= Task prompt =
Repeat the text below about student research internships in full, word for word.

= Excerpt =
——————

Internships are excellent crucibles for students to learn not only about what comes next in their studies, but also in growing and learning more about themselves. “I had a hard time believing that I had the qualifications to do research in such a prestigious school,” said Robbin Nameki, a Biology major who also interned at UCI. “In the beginning, I missed Long Beach and didn’t feel like I belonged there. But in the end, I think I was able to prove to myself that I am capable…. I’m very glad I pushed myself to get out of my comfort zone.”

Genesis Gutierrez
Genesis Gutierrez

Another UCI intern, Genesis Gutierrez who is a Health Science major, felt she had grown comfortable in her CSULB lab and the internship pushed her to discover her limitations. “I learned that I still have a lot to learn.”

Selina Urfano
Selina Urfano

To be successful in school and in life, it is often important to push through patches that can feel uncomfortable. “I learned the merit of perseverance and never giving up when it seems nothing is going right,” said Selina Urfano, a Microbiology major whose internship was in Buenos Aires, Argentina, through the Minority Health and Health Disparities International Research Training (MHIRT) Program.
    

Amalia Lira
Amalia Lira

Since internships get you out of environments that you may have become comfortable in, internships are great opportunities to expand skills, both in regards to research techniques and life skills. “I learned about the importance of skills such as organization, self-motivation, being a team player and timeliness,” said Amalia Lira, who interned at University of Michigan, Ann Arbor. “Among others, I learned that these skills are essential for being successful as a graduate student.”

Gina Vimbela
Gina Vimbela

Summer internships at R1 universities provide hands-on research experiences in which undergraduate interns work side by side with doctoral students, giving them a window into what they can expect when they take that next step. Gina Vimbela, a Chemical Engineering major who interned at Brown University, said she “learned more about the research process, how to successfully follow a project from a proposal to publishing its findings. I learned how conducting research can be different from institution to institution, also from principal investigator to principal investigator, and how you spearhead your research as a doctoral student.”

——————

[Dataset excerpts]
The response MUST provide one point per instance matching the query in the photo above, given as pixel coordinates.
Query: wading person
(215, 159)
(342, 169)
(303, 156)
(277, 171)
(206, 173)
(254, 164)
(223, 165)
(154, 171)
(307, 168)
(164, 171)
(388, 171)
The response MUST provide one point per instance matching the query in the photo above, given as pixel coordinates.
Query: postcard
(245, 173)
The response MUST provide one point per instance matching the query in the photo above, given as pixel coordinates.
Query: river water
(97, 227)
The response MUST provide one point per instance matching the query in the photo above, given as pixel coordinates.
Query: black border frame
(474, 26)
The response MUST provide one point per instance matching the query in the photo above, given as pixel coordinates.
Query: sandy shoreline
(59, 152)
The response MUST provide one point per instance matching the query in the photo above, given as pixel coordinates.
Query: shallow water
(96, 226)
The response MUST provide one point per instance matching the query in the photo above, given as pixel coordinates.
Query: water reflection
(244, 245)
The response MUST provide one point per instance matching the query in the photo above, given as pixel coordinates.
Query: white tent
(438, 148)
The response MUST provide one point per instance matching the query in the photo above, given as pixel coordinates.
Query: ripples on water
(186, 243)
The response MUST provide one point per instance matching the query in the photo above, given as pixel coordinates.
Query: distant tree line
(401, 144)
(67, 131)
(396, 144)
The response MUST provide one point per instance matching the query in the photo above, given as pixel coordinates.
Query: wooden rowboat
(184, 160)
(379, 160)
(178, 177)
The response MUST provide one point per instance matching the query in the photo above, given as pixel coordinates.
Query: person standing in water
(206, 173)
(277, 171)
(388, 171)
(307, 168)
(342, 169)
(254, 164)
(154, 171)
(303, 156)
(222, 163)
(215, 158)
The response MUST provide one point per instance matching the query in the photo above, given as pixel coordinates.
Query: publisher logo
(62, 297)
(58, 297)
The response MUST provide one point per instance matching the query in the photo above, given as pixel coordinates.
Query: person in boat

——————

= Exercise output =
Internships are excellent crucibles for students to learn not only about what comes next in their studies, but also in growing and learning more about themselves. “I had a hard time believing that I had the qualifications to do research in such a prestigious school,” said Robbin Nameki, a Biology major who also interned at UCI. “In the beginning, I missed Long Beach and didn’t feel like I belonged there. But in the end, I think I was able to prove to myself that I am capable…. I’m very glad I pushed myself to get out of my comfort zone.”

Genesis Gutierrez
Genesis Gutierrez

Another UCI intern, Genesis Gutierrez who is a Health Science major, felt she had grown comfortable in her CSULB lab and the internship pushed her to discover her limitations. “I learned that I still have a lot to learn.”

Selina Urfano
Selina Urfano

To be successful in school and in life, it is often important to push through patches that can feel uncomfortable. “I learned the merit of perseverance and never giving up when it seems nothing is going right,” said Selina Urfano, a Microbiology major whose internship was in Buenos Aires, Argentina, through the Minority Health and Health Disparities International Research Training (MHIRT) Program.
    

Amalia Lira
Amalia Lira

Since internships get you out of environments that you may have become comfortable in, internships are great opportunities to expand skills, both in regards to research techniques and life skills. “I learned about the importance of skills such as organization, self-motivation, being a team player and timeliness,” said Amalia Lira, who interned at University of Michigan, Ann Arbor. “Among others, I learned that these skills are essential for being successful as a graduate student.”

Gina Vimbela
Gina Vimbela

Summer internships at R1 universities provide hands-on research experiences in which undergraduate interns work side by side with doctoral students, giving them a window into what they can expect when they take that next step. Gina Vimbela, a Chemical Engineering major who interned at Brown University, said she “learned more about the research process, how to successfully follow a project from a proposal to publishing its findings. I learned how conducting research can be different from institution to institution, also from principal investigator to principal investigator, and how you spearhead your research as a doctoral student.”